What is required:
Reproduce the material below, substituting "Place" for each occurrence of "Drop" and leaving everything else unchanged.

— Start Records provided —

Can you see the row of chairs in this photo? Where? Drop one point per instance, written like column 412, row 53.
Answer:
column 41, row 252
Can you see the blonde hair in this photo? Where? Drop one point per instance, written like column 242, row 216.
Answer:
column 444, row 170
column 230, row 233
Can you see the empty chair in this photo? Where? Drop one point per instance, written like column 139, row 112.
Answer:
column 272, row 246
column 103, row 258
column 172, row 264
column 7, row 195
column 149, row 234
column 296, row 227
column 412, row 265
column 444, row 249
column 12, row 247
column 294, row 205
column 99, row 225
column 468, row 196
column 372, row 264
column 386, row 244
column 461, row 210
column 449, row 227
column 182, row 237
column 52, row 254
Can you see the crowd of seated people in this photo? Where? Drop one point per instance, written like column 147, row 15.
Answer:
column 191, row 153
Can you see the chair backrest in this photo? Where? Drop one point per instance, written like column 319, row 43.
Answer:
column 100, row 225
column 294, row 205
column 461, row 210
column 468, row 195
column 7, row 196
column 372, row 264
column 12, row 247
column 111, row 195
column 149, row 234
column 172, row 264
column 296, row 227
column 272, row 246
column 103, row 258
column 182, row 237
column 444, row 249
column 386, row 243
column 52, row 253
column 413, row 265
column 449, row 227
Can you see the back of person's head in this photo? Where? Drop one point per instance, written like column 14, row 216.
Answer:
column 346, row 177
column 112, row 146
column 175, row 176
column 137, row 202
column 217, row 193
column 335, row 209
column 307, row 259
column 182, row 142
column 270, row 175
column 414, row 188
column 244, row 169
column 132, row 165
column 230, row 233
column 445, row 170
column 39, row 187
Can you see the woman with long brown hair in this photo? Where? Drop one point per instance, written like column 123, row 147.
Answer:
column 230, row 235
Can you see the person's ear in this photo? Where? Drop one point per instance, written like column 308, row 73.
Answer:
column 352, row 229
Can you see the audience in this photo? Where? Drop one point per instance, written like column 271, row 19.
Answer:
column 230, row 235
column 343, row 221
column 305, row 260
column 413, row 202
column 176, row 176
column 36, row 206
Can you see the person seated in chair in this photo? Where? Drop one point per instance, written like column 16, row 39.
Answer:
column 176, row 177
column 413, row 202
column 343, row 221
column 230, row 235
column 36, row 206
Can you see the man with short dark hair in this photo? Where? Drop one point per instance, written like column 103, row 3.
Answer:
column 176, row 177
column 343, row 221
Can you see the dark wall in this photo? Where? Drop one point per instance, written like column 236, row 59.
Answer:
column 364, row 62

— End Records provided —

Task solution:
Can you see the row of chairs in this photo? Where? Place one point per instance, written like column 412, row 53.
Answer:
column 41, row 252
Can you see the blonde hair in this photo? Where? Place one point per instance, written like column 242, row 216.
Answer:
column 444, row 170
column 230, row 233
Can you see the empty chair in this photo? Where? Place one point per instance, written like column 139, row 112.
Answer:
column 272, row 246
column 103, row 258
column 172, row 264
column 7, row 195
column 149, row 234
column 296, row 227
column 412, row 265
column 444, row 249
column 12, row 247
column 294, row 205
column 99, row 225
column 468, row 196
column 372, row 264
column 386, row 244
column 461, row 210
column 449, row 227
column 182, row 237
column 52, row 254
Can you see the crowd of seated people in this photo? Where? Place one point per instance, written like column 147, row 15.
Answer:
column 191, row 153
Can you see the chair backrest in this photo? Where? Place one point per instance, written like column 319, row 43.
Answer:
column 100, row 225
column 294, row 205
column 461, row 210
column 468, row 195
column 7, row 196
column 372, row 264
column 12, row 247
column 111, row 195
column 149, row 234
column 172, row 264
column 296, row 227
column 272, row 246
column 103, row 258
column 182, row 237
column 444, row 249
column 386, row 243
column 52, row 253
column 413, row 265
column 449, row 227
Can you see the back of person's head in this photo? Where? Place one point per instance, written like column 14, row 216.
Answer:
column 346, row 177
column 112, row 146
column 175, row 176
column 137, row 202
column 217, row 193
column 335, row 209
column 307, row 259
column 182, row 142
column 270, row 175
column 414, row 188
column 244, row 169
column 132, row 165
column 230, row 233
column 445, row 170
column 39, row 187
Can you see the woman with long brown hair in this photo? Where? Place one point per instance, written like column 123, row 147.
Answer:
column 230, row 235
Can you see the person's ear in this photo? Where? Place one point per instance, written like column 308, row 73.
Answer:
column 352, row 229
Can you see the audience in this photo? Where? Place one point per instance, written like column 271, row 19.
Answer:
column 230, row 235
column 343, row 221
column 305, row 260
column 413, row 202
column 176, row 176
column 36, row 206
Can you see the person seated in chair in this photo? Where? Place one point per instance, written like column 16, row 39.
Answer:
column 176, row 177
column 413, row 202
column 343, row 221
column 230, row 235
column 36, row 206
Can you see the man with short dark hair in this photo? Where? Place one point per instance, written like column 103, row 3.
Answer:
column 176, row 177
column 343, row 221
Can you see the dark wall in this photo? Where? Place one point per instance, written like column 236, row 59.
Answer:
column 364, row 62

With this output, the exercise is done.